● **Task requirements**
Reproduce exactly the lines of the listing from the one containing "# annotate each instance of the pebble" to its final line, both included.
* * * *
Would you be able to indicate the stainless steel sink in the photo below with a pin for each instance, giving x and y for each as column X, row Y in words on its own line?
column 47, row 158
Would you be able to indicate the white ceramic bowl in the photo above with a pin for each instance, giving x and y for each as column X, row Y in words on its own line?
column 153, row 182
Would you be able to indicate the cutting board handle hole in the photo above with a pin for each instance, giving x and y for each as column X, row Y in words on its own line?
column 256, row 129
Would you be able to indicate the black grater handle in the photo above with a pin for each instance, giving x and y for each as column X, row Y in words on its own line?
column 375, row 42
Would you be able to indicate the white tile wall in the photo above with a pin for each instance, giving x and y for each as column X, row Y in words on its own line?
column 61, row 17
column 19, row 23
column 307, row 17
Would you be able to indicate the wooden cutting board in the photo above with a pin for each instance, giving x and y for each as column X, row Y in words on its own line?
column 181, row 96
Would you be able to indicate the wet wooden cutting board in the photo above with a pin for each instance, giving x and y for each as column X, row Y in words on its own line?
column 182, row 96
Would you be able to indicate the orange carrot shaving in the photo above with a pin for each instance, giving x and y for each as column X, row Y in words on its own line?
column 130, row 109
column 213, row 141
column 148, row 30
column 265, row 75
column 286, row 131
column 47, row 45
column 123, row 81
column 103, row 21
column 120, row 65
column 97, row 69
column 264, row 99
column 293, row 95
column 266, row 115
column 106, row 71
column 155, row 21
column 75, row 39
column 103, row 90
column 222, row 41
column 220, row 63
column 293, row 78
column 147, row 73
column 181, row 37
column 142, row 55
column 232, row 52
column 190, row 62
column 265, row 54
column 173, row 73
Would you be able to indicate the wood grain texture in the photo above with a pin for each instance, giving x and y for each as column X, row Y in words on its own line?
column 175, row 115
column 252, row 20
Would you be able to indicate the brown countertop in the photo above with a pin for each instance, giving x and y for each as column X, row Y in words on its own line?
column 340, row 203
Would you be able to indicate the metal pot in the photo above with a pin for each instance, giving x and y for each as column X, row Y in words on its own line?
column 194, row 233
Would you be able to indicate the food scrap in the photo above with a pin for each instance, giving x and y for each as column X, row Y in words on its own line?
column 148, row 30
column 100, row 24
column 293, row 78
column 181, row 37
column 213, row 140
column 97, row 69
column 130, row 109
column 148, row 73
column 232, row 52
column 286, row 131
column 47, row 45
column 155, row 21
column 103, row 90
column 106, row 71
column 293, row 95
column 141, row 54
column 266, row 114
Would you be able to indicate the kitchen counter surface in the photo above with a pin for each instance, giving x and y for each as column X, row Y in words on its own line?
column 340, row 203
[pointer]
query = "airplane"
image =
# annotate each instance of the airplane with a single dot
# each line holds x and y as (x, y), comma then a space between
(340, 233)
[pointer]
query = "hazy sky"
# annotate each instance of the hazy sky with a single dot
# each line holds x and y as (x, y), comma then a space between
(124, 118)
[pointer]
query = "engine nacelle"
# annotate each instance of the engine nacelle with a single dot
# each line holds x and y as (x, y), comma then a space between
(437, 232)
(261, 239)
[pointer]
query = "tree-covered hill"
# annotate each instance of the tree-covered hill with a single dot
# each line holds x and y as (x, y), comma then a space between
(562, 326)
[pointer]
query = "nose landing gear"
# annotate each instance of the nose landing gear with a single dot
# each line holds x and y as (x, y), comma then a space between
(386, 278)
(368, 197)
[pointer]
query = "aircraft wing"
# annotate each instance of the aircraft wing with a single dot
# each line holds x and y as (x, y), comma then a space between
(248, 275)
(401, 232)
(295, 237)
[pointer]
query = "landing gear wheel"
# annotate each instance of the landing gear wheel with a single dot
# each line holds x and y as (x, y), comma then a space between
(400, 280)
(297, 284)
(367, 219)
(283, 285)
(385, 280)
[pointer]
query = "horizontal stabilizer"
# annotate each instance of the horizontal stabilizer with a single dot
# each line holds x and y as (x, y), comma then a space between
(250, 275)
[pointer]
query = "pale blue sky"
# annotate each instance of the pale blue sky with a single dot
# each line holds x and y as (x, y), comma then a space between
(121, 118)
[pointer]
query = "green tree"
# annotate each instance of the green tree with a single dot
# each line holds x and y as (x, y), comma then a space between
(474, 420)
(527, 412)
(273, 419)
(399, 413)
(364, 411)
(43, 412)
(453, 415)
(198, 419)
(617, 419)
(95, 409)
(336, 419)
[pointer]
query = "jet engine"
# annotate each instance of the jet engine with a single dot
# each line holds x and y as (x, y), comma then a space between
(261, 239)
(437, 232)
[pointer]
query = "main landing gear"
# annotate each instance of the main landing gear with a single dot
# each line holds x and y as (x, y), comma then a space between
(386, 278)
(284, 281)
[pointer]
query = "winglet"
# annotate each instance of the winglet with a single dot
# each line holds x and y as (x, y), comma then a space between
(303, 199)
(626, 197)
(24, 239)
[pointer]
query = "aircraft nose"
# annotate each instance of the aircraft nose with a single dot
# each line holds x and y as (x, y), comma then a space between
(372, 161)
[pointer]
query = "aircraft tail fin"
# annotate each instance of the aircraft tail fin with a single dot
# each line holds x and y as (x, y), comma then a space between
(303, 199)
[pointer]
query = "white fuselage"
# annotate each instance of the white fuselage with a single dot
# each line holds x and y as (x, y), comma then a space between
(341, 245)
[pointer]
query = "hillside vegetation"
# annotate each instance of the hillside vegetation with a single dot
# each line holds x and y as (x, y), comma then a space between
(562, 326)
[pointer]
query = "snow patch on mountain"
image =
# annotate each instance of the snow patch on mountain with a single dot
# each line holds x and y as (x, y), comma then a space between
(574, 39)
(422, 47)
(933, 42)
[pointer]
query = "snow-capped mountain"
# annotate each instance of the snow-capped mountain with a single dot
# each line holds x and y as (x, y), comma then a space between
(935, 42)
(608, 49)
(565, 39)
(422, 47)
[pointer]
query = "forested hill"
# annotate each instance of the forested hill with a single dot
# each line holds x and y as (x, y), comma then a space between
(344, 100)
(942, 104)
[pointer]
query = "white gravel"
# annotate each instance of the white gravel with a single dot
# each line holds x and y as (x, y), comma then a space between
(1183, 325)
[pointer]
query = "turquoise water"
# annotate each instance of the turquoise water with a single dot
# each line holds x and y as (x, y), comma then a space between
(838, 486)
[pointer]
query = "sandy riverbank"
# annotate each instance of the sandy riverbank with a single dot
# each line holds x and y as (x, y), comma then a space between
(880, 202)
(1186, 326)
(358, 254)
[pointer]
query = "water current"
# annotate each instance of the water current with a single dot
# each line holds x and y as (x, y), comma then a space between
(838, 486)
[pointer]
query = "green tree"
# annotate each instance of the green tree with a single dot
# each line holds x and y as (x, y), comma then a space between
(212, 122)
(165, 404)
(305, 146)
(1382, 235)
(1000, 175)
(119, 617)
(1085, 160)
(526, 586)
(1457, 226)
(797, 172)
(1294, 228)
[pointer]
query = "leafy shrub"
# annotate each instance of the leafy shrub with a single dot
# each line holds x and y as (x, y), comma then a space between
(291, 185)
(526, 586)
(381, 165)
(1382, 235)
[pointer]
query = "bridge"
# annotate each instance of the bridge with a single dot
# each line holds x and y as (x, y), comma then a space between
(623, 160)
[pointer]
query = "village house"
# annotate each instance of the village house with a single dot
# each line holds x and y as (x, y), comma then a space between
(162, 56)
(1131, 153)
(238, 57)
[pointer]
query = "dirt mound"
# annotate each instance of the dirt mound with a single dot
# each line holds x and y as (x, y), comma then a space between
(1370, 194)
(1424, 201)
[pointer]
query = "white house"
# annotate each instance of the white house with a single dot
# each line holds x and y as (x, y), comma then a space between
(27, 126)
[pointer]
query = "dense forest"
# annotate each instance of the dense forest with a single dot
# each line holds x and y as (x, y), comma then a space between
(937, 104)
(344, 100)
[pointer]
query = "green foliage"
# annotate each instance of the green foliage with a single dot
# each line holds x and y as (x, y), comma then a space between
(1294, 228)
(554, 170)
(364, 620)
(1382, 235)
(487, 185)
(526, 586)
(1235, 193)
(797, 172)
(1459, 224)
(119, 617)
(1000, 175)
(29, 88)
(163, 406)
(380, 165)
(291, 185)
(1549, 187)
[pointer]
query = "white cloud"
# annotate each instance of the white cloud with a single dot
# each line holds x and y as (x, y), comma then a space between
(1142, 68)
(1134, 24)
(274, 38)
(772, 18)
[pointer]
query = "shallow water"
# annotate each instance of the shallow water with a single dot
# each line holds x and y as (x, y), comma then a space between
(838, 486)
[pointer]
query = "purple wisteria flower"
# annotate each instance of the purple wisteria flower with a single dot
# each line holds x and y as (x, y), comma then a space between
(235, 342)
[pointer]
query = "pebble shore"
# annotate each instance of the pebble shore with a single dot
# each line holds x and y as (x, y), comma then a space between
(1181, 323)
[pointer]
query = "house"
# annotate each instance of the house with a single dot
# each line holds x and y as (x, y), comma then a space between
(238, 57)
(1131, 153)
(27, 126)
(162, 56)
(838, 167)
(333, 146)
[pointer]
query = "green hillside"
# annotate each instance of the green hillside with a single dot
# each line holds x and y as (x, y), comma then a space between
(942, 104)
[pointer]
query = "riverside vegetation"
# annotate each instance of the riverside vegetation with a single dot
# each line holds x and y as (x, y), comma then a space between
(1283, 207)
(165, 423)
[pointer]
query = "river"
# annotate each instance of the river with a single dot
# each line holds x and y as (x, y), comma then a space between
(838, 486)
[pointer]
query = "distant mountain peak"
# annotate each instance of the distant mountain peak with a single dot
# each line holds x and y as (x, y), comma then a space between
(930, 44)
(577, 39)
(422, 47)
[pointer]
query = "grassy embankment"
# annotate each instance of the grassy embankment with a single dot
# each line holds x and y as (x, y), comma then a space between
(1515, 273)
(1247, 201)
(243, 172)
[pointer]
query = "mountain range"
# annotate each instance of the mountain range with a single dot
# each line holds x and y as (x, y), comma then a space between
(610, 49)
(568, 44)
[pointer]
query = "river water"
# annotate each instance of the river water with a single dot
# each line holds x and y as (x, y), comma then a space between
* * * *
● **Written response**
# annotate each instance of the pebble shore with a single dot
# each line holds x and y as (x, y), comma then a space between
(1181, 323)
[pointer]
query = "house"
# annotate each instance of the house with a single dot
# each line holds x and y as (x, y), comma then a space between
(238, 57)
(1131, 153)
(27, 126)
(162, 56)
(838, 167)
(333, 146)
[pointer]
query = "green hillside"
# annotate each instance of the green hillside with a single dot
# each line holds x and y as (x, y), comma then a space between
(942, 104)
[pointer]
query = "riverside vegetation"
# annotate each instance of the riverside vegetation with a single dot
# each line holds x and y as (x, y), comma then a space between
(1283, 207)
(165, 423)
[pointer]
query = "river"
# annotate each instance of the river with a single dot
# each line holds x and y as (x, y), comma then a space between
(838, 486)
[pointer]
query = "distant mountain peak"
# annotate each instance of the distant mountain peak with a single dot
# each line holds x and y as (x, y), comma then a space between
(930, 44)
(577, 39)
(422, 47)
[pointer]
query = "grassy embankment"
# annotate each instance of the grassy embankment with a single dot
# each line holds x and y as (x, y), comma then a space between
(1515, 273)
(1247, 201)
(243, 172)
[pointer]
query = "mountain range"
# annotate each instance of the mountain range with a single dot
# each line holds x and y as (x, y), comma then a space between
(610, 49)
(568, 44)
[pointer]
query = "river water"
# annotate each instance of the river water with a single dot
# each line holds x and y as (x, y), comma then a space between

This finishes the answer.